Excerpted data →
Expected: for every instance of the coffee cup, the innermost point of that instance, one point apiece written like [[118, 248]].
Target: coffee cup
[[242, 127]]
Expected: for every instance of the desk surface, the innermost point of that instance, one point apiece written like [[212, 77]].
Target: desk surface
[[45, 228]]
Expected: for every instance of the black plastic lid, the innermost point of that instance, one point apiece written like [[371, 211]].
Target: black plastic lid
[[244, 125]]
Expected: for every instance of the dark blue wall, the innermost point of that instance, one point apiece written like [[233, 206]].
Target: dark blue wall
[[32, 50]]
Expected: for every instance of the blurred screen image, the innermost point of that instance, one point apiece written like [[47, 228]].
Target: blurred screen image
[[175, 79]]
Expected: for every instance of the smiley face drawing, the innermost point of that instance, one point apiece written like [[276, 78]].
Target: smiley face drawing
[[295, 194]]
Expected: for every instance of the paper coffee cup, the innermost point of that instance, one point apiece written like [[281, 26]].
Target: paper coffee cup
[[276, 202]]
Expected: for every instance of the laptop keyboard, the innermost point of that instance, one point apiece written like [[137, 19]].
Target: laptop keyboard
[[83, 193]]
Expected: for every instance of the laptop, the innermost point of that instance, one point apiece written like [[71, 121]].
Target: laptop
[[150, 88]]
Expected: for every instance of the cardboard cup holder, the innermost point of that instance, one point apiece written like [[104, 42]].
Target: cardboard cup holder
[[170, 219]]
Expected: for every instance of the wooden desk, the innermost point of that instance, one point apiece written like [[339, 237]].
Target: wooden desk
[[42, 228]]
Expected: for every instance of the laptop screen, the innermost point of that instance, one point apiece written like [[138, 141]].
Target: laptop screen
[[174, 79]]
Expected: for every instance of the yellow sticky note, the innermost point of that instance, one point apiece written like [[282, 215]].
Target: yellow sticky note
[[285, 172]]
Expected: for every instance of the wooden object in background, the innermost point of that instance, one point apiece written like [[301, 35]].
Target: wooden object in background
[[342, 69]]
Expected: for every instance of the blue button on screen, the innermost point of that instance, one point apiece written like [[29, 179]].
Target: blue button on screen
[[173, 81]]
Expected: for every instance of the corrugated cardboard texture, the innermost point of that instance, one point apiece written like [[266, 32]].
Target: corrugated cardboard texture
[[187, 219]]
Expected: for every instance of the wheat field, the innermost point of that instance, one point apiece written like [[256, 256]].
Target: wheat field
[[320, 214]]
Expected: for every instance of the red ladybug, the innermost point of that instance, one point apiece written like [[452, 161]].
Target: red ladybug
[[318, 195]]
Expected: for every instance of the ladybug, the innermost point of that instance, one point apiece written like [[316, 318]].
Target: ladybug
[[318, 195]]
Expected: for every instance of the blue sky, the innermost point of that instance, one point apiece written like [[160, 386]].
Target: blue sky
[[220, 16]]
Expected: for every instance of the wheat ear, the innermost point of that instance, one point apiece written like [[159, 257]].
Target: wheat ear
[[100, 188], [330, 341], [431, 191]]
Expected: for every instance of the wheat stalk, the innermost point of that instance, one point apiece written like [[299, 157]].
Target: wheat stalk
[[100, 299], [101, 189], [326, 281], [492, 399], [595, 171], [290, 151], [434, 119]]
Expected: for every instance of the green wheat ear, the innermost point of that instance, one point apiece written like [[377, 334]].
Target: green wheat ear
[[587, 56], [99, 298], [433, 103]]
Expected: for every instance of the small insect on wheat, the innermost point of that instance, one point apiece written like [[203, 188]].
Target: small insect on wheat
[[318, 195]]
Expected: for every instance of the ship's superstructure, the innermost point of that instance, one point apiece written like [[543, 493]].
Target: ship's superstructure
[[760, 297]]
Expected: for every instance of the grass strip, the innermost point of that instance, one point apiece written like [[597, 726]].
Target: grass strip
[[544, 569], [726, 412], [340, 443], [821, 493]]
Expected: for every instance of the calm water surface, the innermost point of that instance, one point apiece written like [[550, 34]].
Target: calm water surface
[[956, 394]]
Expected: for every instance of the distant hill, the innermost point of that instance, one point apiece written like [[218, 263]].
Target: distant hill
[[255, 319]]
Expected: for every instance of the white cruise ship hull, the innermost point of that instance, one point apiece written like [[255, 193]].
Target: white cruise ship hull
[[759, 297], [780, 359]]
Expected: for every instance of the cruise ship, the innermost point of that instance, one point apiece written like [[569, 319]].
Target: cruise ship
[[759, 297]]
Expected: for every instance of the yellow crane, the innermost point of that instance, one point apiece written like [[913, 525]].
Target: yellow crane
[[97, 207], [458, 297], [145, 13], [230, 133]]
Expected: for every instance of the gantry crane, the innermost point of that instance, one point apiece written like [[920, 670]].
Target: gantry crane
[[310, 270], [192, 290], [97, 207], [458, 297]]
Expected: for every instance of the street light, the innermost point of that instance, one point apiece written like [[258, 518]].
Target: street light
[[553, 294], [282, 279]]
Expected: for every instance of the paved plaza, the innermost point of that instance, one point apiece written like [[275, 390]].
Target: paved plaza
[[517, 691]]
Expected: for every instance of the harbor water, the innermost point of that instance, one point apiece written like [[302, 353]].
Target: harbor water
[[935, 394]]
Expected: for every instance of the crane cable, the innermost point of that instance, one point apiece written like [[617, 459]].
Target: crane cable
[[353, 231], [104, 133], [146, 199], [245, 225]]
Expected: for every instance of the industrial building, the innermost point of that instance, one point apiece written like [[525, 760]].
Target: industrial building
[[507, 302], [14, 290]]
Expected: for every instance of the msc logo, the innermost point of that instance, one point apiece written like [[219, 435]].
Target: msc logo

The problem → Reproduce every row above word for word, with nothing added, dropped, or changed.

Reply →
Expected: for every instance of the coffee cup, the innermost point of that instance, one point apiece written like [[118, 248]].
Target: coffee cup
[[242, 127]]
Expected: for every instance of the desk surface, the innermost point of that instance, one point apiece written like [[212, 77]].
Target: desk surface
[[45, 228]]
Expected: for every instance of the black plastic lid, the innermost point of that instance, one point apiece written like [[371, 211]].
Target: black plastic lid
[[244, 125]]
Expected: for every instance of the dark blue wall, the innermost point of that instance, one point apiece written like [[233, 206]].
Target: dark blue wall
[[32, 50]]
Expected: for every instance of the blurred screen image, the innermost point of that instance, one point apiece written like [[47, 228]].
Target: blurred screen image
[[175, 79]]
Expected: for every instance of the smiley face drawing, the innermost point of that instance, one point apiece written like [[276, 78]].
Target: smiley face drawing
[[295, 194]]
Expected: for every instance of the paper coffee cup, the innermost point of that instance, one point apiece written like [[281, 26]].
Target: paper coffee cup
[[276, 202]]
Expected: for every instance of the laptop keyboard, the innermost point of that instance, one point apiece written like [[137, 19]].
Target: laptop keyboard
[[83, 193]]
Expected: for every instance of the laptop, the innermost point of that instance, one point apiece written like [[71, 121]].
Target: laptop
[[150, 88]]
Expected: for every instance of the cardboard cup holder, the innermost point of that instance, one point apiece written like [[104, 42]].
Target: cardboard cup holder
[[170, 219]]
Expected: for every instance of the wooden desk, the innermost point of that instance, one point apiece written like [[339, 237]].
Target: wooden desk
[[42, 228]]
Expected: for every instance of the laptop screen, the innermost point of that instance, one point apiece written like [[138, 141]].
Target: laptop screen
[[174, 79]]
Expected: for every instance of the yellow sticky note, the innermost point of that instance, one point apiece written like [[282, 215]].
Target: yellow sticky note
[[285, 172]]
Expected: for every instance of the wooden object in background, the innermost point of that instance, one point apiece written like [[301, 35]].
Target: wooden object in background
[[342, 69]]
Expected: for every instance of the blue button on screen, the innermost point of that instance, one point apiece written like [[29, 179]].
Target: blue button on screen
[[173, 81]]
Expected: for every instance of the corrugated cardboard texture, the innermost point of that instance, one point apiece written like [[266, 32]].
Target: corrugated cardboard texture
[[187, 219]]
Expected: for every instance of the wheat field, the innermost point of that instance, one point apiece written like [[256, 256]].
Target: wheat field
[[320, 214]]
Expected: for every instance of the red ladybug, the innermost point of that instance, one point apiece written like [[452, 161]].
Target: red ladybug
[[318, 195]]
Expected: for every instance of the ladybug, the innermost point of that instance, one point apiece written like [[316, 318]].
Target: ladybug
[[318, 195]]
Expected: for every instance of the blue sky, the innermost point of that instance, one point apiece written like [[160, 386]].
Target: blue sky
[[220, 16]]
Expected: for every instance of the wheat ear, the innermost point of that instance, one point apiece written like [[159, 257]].
Target: wheat ear
[[100, 188], [330, 341], [431, 191]]
Expected: for every instance of the wheat stalk, the innermost point of that instance, one point apiece written like [[299, 157]].
Target: wheat stalk
[[100, 299], [101, 189], [326, 281], [492, 399], [595, 171], [290, 151], [434, 119]]
Expected: for every instance of the green wheat ear, the innermost point of that instance, one point apiece written like [[377, 334]].
Target: green wheat ear
[[587, 56], [99, 298], [433, 103]]
Expected: for every instance of the small insect on wheat, the innermost point of that instance, one point apiece written like [[203, 188]].
Target: small insect on wheat
[[318, 195]]
Expected: for every instance of the ship's superstructure, the innermost point of that instance, one point apiece written like [[543, 493]].
Target: ship's superstructure
[[760, 297]]
Expected: for every instance of the grass strip, the innermost point of that instance, one point apiece written like [[597, 726]].
Target: grass strip
[[544, 569], [726, 412], [340, 443], [821, 493]]
Expected: for every instance of the calm water surface, the innermost point of that instance, one point apiece written like [[550, 34]].
Target: calm water surface
[[956, 394]]
Expected: for every instance of the distant hill, the innermost point of that instance, one point apiece written like [[218, 263]].
Target: distant hill
[[255, 319]]
Expected: for every instance of the white cruise ship hull, the innermost point of that instance, one point apiece written like [[255, 193]].
Target: white cruise ship hull
[[759, 297], [780, 359]]
Expected: for every instance of the cruise ship, the innermost point of that instance, one point apiece written like [[569, 319]].
Target: cruise ship
[[759, 297]]
Expected: for every instance of the yellow crane, the innermost point of that instance, one point apiece written like [[913, 525]].
Target: yellow crane
[[97, 207], [458, 297], [145, 13], [230, 133]]
Expected: for every instance of the gantry crane, the innermost point of that instance, one point apiece written like [[920, 670]].
Target: gantry crane
[[310, 270], [192, 290], [97, 207], [458, 297]]
Expected: for every instance of the street light, the innermost point of that instance, one point apiece written like [[258, 518]].
Target: street light
[[553, 294], [282, 279]]
Expected: for every instance of the paved plaza, the innermost point of that instance, one point apiece written like [[275, 390]].
Target: paved plaza
[[517, 691]]
Expected: for every instance of the harbor water, the innermost point of that instance, one point apiece written like [[302, 353]].
Target: harbor water
[[935, 394]]
Expected: for every instance of the crane cable, the innermost point of that instance, one point apiece written like [[617, 459]].
Target: crane cable
[[353, 231], [104, 133], [146, 199], [245, 225]]
Expected: for every instance of the industrial building, the innermost point of that instance, one point apiece written like [[525, 760]].
Target: industrial building
[[507, 302], [14, 290]]
Expected: for every instance of the msc logo, the innermost point of that instance, one point apiece written like [[219, 435]].
Target: msc logo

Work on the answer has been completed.